▶ WORK ORDER
From the entries below, extract every line that includes the word "sheet".

▶ MATERIAL FOR THE TASK
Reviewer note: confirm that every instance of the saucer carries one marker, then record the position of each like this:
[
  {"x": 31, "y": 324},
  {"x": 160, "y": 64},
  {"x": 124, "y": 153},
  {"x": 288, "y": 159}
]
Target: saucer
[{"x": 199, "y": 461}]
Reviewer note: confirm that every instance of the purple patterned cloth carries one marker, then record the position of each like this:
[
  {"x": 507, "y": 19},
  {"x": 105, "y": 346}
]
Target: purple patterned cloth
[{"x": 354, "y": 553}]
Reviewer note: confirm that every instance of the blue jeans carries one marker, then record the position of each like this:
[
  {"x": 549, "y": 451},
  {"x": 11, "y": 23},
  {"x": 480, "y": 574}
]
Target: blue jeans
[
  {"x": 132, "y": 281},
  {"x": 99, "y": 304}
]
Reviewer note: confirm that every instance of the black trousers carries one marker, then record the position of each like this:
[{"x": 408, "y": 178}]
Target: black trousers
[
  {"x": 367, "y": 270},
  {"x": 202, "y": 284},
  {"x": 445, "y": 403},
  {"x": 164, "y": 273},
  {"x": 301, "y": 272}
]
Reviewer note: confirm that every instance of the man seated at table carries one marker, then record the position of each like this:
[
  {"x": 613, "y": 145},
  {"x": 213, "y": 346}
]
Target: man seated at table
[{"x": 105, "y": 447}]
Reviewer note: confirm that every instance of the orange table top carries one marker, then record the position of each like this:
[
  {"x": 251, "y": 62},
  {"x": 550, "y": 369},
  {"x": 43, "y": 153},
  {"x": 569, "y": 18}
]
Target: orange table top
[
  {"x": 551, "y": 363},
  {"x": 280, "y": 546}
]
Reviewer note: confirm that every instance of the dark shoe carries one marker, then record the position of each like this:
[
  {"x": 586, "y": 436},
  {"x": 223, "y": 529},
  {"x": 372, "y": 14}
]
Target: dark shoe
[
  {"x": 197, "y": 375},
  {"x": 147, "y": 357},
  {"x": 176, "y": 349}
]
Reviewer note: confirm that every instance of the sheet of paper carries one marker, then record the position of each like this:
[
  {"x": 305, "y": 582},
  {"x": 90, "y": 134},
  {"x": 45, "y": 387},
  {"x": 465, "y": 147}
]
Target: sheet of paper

▶ ANSWER SECTION
Reviewer note: confirm that every instance of the sheet of paper carries one marker, then record the position of each like this:
Target: sheet of paper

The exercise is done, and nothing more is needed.